- GIVEN INFORMATION -
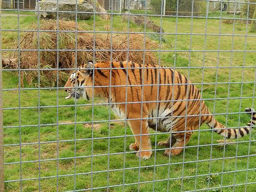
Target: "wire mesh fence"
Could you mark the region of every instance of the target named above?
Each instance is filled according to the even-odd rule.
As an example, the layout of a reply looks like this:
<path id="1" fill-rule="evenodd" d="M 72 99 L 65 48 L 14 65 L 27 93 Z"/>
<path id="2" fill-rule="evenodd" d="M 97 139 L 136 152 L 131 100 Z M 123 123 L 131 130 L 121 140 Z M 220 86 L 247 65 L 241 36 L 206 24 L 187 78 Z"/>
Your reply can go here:
<path id="1" fill-rule="evenodd" d="M 255 1 L 2 3 L 0 191 L 255 191 Z"/>

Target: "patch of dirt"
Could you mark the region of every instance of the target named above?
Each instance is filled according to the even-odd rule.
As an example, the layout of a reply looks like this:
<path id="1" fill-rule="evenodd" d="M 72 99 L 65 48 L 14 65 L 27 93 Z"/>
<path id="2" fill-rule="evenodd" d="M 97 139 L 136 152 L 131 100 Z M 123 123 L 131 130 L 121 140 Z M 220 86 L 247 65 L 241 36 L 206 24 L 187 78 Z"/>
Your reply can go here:
<path id="1" fill-rule="evenodd" d="M 92 124 L 83 124 L 83 127 L 86 128 L 86 129 L 88 129 L 88 128 L 91 129 L 92 126 Z M 101 125 L 100 124 L 93 124 L 93 129 L 96 130 L 96 131 L 98 131 L 100 129 L 101 127 Z"/>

- GIVEN EXERCISE -
Put every line of the records above into a numbered list, leaving out the blank lines and the pictures.

- ANSWER TO THE EXERCISE -
1. Target: "wire mesh fence"
2. Could you mark the region of every instance of the target named above?
3. Each instance is filled according to the even-odd rule.
4. As an example, the layout of a reply looks like this:
5. <path id="1" fill-rule="evenodd" d="M 72 99 L 65 48 L 14 65 L 27 93 Z"/>
6. <path id="2" fill-rule="evenodd" d="M 97 139 L 136 152 L 131 100 Z M 123 123 L 131 130 L 121 140 Z M 220 86 L 247 65 L 241 36 L 206 24 L 187 78 Z"/>
7. Your reply can go here:
8. <path id="1" fill-rule="evenodd" d="M 255 1 L 2 3 L 0 191 L 255 191 Z"/>
9. Target: "patch of dirt"
10. Could you mark the region of every instance of the target named above?
11. Each instance is filled according to the even-odd rule.
12. As an example, the layout of a reply looks like this:
13. <path id="1" fill-rule="evenodd" d="M 72 99 L 65 48 L 14 65 L 27 93 Z"/>
14. <path id="2" fill-rule="evenodd" d="M 97 139 L 136 152 L 131 100 Z M 123 123 L 131 130 L 121 140 Z M 220 86 L 247 65 L 241 36 L 206 24 L 187 78 Z"/>
15. Your reply can go here:
16. <path id="1" fill-rule="evenodd" d="M 92 124 L 83 124 L 83 127 L 86 128 L 86 129 L 88 129 L 88 128 L 91 129 L 92 126 Z M 101 125 L 100 124 L 93 124 L 93 129 L 96 130 L 96 131 L 98 131 L 100 129 L 101 127 Z"/>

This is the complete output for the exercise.